* **To do**: Copy every row below word for word, changing nothing.

##### Task input #####

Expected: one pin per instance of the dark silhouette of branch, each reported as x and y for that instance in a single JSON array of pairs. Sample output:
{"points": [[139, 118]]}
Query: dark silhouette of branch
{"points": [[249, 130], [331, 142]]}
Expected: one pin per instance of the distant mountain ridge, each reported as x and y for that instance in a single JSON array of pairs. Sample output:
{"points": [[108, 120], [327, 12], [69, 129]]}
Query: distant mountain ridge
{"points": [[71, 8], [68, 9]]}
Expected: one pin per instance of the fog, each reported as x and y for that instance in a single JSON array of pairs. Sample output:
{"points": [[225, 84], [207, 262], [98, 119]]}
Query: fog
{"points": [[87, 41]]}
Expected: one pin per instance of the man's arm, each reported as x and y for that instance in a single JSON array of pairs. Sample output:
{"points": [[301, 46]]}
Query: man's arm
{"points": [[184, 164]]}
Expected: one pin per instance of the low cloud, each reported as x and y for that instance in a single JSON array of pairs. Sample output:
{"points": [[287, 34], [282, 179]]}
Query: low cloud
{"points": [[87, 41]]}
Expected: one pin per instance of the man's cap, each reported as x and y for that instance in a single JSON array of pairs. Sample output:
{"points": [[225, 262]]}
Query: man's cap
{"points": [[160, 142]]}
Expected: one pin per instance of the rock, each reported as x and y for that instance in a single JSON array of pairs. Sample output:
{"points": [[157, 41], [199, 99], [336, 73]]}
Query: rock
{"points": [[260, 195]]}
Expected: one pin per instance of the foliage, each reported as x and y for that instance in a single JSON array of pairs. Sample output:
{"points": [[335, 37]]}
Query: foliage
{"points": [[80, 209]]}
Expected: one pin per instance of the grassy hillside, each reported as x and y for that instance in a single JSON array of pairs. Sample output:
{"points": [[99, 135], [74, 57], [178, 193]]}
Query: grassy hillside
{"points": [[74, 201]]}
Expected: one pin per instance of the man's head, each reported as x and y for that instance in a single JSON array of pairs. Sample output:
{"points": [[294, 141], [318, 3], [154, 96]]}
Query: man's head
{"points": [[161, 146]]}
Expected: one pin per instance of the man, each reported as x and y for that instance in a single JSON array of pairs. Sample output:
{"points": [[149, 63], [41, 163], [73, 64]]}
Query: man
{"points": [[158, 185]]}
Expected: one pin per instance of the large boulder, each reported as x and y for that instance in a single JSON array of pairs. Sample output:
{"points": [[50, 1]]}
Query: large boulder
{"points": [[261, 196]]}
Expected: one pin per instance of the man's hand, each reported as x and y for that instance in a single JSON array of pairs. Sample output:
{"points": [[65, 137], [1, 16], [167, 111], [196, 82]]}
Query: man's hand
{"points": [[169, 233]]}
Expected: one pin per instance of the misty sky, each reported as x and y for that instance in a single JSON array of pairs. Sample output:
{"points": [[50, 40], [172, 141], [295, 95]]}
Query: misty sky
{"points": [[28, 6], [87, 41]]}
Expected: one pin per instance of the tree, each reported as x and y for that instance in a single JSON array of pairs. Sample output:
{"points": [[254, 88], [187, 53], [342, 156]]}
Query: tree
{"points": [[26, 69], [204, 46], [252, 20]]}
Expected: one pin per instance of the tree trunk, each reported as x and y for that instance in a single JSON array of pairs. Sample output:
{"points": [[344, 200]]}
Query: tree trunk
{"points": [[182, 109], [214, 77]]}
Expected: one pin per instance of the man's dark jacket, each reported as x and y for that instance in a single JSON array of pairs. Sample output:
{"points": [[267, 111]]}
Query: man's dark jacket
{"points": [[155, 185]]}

#####

* **Solution for this task**:
Expected: one pin per instance of the dark silhouette of branch, each reported as x and y for that instance in a single JSON array of pairs. Sample output:
{"points": [[139, 118]]}
Query: dark silhouette of branch
{"points": [[249, 130], [331, 142]]}
Expected: one pin per instance of the distant mountain ridge, each reported as x and y for that instance in a single JSON array of pairs. Sample output:
{"points": [[108, 120], [327, 12], [69, 129]]}
Query: distant mountain ridge
{"points": [[71, 8], [68, 9]]}
Expected: one pin per instance of the fog, each reported as x and y for that instance in a single JSON array of pairs. Sample output:
{"points": [[225, 84], [207, 262], [98, 119]]}
Query: fog
{"points": [[87, 41]]}
Expected: one pin per instance of the man's arm, each reported as x and y for that instance in a single JSON array of pairs. Sample output:
{"points": [[301, 46]]}
Query: man's arm
{"points": [[184, 164]]}
Expected: one pin per instance of the low cloud, each reported as x and y for that instance in a single JSON array of pairs. Sample output:
{"points": [[287, 34], [282, 179]]}
Query: low cloud
{"points": [[87, 41]]}
Expected: one pin per instance of the man's cap, each reported as x and y for that instance in a single JSON array of pairs. Sample output:
{"points": [[225, 262]]}
Query: man's cap
{"points": [[160, 142]]}
Expected: one pin per instance of the rock, each reported as x and y for that instance in a single JSON array of pairs. Sample output:
{"points": [[157, 41], [199, 99], [336, 73]]}
Query: rock
{"points": [[260, 195]]}
Expected: one pin per instance of the foliage, each reported as x and y for that instance in a single JSON array of pairs. Sample output:
{"points": [[335, 37]]}
Query: foliage
{"points": [[80, 209]]}
Expected: one pin per instance of the grassy hillside, each reported as x and y for that instance in a single JSON array of pairs. Sample output:
{"points": [[99, 135], [74, 57], [178, 193]]}
Query: grassy hillside
{"points": [[74, 201]]}
Expected: one pin per instance of the man's head, each reported as x and y for that instance in a single JSON array of pairs. Sample output:
{"points": [[294, 141], [318, 3], [154, 96]]}
Query: man's head
{"points": [[161, 146]]}
Expected: one pin per instance of the man, each reported as x and y for that instance in a single JSON array of pairs. Sample output:
{"points": [[149, 63], [41, 163], [73, 64]]}
Query: man
{"points": [[158, 185]]}
Expected: one pin per instance of the large boulder, each reported as x and y for that instance in a single JSON array of pairs. Sample output:
{"points": [[50, 1]]}
Query: large boulder
{"points": [[261, 196]]}
Expected: one pin per instance of the man's hand, each reported as x and y for that instance in a single JSON array of pairs. Sample output:
{"points": [[65, 137], [1, 16], [167, 111], [196, 82]]}
Query: man's hand
{"points": [[169, 233]]}
Expected: one pin per instance of the misty sky, each reported as x and y for that instance in a single JSON array of pairs. Sample output:
{"points": [[50, 40], [172, 141], [295, 95]]}
Query: misty sky
{"points": [[28, 6], [87, 41]]}
Expected: one pin per instance of the tree, each reported as x and y for that instance in a single JSON array of pairs. Sample output:
{"points": [[254, 88], [187, 53], [342, 156]]}
Query: tree
{"points": [[26, 69], [204, 46], [252, 20]]}
Expected: one pin per instance of the tree trunk, each reported as x and y for that instance in a single JSON array of pairs. Sample output:
{"points": [[344, 200]]}
Query: tree trunk
{"points": [[182, 109], [214, 77]]}
Expected: one pin per instance of the man's dark jacket, each reported as x and y for that instance in a single JSON array of pairs. Sample output:
{"points": [[267, 111]]}
Query: man's dark jacket
{"points": [[155, 185]]}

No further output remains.